Extrait du texte »
La spécificité de la culture française fait ainsi que l’énergie – et en particulier l’électricité – ne saurait devenir une marchandise classique. EDF est un service public dominé par des ingénieurs serviteurs de l’Etat qui se fixent pour objectif d’assurer la distribution de l’électricité dans les conditions d’une efficience maximale. Objectif réalisé de façon spectaculaire : industriels pouvant s’appuyer sur des prix stables et faibles de l’électricité, ménages au pouvoir d’achat renforcé par la maîtrise des coûts de l’énergie, ponction macroéconomique muselée au détriment des accapareurs de la rente pétrolière.

Données sources »
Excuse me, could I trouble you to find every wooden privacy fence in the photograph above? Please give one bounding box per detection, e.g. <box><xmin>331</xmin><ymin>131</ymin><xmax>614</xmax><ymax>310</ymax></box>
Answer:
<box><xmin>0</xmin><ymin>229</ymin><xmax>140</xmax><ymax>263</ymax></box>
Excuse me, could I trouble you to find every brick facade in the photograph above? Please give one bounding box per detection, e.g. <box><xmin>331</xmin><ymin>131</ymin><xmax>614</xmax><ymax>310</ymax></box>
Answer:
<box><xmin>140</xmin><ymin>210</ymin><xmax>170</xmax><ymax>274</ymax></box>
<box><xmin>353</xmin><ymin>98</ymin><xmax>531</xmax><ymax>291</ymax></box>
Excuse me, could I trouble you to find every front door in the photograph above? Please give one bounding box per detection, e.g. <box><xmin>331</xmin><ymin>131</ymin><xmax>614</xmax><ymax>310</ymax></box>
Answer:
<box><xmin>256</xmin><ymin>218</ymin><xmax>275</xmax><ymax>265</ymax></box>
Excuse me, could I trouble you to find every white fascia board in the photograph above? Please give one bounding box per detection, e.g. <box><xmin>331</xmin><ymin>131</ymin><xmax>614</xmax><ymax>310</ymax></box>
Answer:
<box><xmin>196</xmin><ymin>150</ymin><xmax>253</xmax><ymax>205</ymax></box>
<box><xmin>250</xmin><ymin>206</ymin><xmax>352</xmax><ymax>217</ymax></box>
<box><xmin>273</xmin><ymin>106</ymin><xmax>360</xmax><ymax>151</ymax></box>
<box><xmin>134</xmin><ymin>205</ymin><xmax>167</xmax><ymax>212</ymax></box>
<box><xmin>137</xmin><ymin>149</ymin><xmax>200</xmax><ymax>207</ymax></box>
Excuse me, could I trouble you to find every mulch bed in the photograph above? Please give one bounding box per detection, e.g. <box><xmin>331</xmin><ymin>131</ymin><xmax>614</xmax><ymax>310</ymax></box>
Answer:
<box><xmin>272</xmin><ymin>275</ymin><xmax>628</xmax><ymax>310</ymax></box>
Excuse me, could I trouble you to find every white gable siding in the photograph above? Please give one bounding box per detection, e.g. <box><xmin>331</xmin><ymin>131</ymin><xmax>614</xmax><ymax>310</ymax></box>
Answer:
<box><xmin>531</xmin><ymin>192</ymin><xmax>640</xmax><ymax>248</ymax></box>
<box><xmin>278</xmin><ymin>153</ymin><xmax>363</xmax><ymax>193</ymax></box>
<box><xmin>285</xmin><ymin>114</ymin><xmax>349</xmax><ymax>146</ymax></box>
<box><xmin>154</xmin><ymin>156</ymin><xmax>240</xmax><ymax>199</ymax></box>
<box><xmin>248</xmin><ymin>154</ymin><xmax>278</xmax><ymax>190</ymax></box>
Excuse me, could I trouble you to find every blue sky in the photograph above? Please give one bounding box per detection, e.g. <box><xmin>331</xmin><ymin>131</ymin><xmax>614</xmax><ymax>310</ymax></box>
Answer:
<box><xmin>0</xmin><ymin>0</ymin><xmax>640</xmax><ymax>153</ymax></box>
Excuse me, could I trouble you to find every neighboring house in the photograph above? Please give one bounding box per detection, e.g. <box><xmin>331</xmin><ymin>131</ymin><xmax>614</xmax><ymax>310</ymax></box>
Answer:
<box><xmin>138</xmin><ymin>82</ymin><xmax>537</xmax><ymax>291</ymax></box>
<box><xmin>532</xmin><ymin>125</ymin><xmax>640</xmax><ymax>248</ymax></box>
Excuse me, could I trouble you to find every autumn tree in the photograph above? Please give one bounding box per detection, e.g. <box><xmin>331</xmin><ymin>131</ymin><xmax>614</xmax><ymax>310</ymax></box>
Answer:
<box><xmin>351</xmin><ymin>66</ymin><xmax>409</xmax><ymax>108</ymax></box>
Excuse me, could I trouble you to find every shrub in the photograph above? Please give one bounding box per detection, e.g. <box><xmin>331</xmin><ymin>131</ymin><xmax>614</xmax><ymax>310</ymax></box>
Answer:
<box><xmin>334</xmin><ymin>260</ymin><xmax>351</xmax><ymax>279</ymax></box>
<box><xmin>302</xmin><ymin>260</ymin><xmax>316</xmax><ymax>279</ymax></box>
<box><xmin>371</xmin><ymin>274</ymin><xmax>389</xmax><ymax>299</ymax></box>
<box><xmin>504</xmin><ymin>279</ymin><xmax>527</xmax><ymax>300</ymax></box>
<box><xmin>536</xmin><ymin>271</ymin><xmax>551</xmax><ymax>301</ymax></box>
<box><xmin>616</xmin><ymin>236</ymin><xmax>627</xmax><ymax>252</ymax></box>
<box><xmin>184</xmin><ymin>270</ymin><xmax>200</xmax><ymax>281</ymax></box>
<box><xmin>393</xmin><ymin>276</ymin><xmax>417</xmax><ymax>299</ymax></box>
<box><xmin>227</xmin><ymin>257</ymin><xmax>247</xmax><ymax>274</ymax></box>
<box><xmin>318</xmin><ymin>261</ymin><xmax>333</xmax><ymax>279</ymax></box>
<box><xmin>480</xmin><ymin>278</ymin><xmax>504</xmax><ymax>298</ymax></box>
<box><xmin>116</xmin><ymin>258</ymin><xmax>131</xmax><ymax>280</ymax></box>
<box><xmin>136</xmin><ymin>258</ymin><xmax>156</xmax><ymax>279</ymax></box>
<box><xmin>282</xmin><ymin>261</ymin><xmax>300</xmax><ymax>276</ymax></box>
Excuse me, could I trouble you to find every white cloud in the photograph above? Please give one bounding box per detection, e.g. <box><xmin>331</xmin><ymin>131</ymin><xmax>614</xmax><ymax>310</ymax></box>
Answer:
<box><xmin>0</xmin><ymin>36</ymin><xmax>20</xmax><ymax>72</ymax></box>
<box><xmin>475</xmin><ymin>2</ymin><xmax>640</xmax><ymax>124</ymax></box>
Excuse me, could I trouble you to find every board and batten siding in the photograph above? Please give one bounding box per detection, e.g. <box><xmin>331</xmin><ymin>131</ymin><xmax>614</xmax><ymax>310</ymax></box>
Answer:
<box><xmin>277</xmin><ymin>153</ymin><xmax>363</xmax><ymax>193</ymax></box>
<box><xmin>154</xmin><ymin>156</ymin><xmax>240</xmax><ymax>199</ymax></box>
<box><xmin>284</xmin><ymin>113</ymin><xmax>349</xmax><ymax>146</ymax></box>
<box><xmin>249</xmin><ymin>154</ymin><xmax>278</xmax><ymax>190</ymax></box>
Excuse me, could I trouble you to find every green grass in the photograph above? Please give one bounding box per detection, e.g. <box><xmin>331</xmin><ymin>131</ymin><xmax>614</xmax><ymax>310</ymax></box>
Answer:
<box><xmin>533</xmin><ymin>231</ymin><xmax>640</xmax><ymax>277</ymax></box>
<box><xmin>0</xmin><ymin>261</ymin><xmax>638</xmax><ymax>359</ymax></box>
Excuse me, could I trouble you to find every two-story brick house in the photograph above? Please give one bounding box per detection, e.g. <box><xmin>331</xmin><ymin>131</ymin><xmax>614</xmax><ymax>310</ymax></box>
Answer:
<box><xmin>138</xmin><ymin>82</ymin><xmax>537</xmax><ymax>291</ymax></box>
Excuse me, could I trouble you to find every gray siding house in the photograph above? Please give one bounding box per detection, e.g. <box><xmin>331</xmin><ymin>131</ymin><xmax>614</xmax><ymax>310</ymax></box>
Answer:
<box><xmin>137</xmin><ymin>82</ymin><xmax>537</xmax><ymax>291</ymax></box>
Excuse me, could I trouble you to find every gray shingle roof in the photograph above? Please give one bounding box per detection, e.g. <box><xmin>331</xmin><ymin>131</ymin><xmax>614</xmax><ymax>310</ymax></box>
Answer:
==
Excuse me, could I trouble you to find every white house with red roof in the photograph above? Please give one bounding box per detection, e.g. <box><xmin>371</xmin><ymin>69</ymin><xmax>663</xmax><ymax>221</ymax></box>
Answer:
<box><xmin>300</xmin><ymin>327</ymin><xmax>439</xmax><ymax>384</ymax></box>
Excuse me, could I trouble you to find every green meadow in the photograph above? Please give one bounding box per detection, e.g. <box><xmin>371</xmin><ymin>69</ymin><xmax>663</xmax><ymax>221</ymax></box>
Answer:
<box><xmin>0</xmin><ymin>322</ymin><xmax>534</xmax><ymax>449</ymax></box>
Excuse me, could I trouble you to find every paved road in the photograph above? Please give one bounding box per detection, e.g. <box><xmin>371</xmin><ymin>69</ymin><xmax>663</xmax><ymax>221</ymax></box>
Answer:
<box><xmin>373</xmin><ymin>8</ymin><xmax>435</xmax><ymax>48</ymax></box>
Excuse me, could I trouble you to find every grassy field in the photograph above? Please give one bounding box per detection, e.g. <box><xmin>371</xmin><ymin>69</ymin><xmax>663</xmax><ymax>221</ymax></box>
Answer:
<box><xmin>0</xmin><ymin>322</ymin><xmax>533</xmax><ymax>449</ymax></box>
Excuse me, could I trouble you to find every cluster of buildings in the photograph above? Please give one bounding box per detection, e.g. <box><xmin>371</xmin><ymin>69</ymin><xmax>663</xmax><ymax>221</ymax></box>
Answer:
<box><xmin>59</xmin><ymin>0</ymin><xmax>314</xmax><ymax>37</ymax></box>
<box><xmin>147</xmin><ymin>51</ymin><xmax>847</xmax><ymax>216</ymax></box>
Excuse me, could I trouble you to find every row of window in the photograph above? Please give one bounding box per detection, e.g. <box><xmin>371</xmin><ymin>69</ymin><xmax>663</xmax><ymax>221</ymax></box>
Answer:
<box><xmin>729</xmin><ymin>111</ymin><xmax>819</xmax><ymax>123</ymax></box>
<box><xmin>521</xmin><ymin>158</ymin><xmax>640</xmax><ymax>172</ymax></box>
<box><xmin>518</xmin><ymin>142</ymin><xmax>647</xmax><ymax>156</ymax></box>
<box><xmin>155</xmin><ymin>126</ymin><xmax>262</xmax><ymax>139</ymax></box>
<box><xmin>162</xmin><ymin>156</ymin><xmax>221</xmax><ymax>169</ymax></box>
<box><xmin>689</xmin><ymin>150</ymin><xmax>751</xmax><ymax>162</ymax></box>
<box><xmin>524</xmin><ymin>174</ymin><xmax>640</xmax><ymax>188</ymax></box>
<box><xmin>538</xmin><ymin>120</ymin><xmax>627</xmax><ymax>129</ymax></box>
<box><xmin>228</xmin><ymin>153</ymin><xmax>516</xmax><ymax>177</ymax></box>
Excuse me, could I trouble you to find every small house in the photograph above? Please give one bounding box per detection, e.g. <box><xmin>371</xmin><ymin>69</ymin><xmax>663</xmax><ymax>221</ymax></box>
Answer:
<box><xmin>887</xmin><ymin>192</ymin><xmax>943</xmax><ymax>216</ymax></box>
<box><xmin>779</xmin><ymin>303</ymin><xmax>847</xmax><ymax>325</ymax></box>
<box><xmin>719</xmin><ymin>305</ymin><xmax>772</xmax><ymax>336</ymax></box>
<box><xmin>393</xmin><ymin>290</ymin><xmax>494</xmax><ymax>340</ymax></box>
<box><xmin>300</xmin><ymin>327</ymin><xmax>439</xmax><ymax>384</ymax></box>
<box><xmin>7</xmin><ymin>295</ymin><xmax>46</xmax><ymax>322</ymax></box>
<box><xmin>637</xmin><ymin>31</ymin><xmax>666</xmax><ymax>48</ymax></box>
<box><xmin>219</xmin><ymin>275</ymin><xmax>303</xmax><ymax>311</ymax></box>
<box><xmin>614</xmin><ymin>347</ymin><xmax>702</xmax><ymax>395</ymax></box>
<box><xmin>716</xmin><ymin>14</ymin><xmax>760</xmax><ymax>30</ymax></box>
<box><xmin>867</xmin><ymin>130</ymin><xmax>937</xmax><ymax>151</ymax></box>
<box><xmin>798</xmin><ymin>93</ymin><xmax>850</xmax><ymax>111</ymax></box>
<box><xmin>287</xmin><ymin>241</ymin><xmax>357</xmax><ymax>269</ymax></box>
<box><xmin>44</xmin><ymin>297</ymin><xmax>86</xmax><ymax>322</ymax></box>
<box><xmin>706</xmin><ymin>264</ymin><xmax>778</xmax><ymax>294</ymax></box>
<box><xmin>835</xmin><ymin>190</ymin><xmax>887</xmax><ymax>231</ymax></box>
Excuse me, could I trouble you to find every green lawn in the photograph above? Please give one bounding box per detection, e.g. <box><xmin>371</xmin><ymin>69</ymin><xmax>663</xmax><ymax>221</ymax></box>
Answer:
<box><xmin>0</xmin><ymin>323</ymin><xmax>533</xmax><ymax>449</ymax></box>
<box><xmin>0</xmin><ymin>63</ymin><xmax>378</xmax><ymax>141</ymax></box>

Liste des activités »
1) Reproduisez fidèlement le passage de l'extrait sur l'électricité en France, en commençant aux mots « La spécificité de » et en vous arrêtant après « la rente pétrolière. ».
2) Indiquez si chacune de ces affirmations est conforme à l'extrait sur l'électricité en France, en répondant par oui ou par non et en citant les mots qui le prouvent : (a) EDF est dominée par des ingénieurs au service de l'État ; (b) les industriels subissent des prix de l'électricité instables ; (c) la maîtrise des coûts de l'énergie affaiblit le pouvoir d'achat des ménages.
Appuyez-vous uniquement sur l'extrait pour répondre.

Réponses aux activités »
1)
La spécificité de la culture française fait ainsi que l’énergie – et en particulier l’électricité – ne saurait devenir une marchandise classique. EDF est un service public dominé par des ingénieurs serviteurs de l’Etat qui se fixent pour objectif d’assurer la distribution de l’électricité dans les conditions d’une efficience maximale. Objectif réalisé de façon spectaculaire : industriels pouvant s’appuyer sur des prix stables et faibles de l’électricité, ménages au pouvoir d’achat renforcé par la maîtrise des coûts de l’énergie, ponction macroéconomique muselée au détriment des accapareurs de la rente pétrolière.

2)
(a) Oui : « EDF est un service public dominé par des ingénieurs serviteurs de l’Etat ».
(b) Non : « industriels pouvant s’appuyer sur des prix stables et faibles de l’électricité ».
(c) Non : « ménages au pouvoir d’achat renforcé par la maîtrise des coûts de l’énergie ».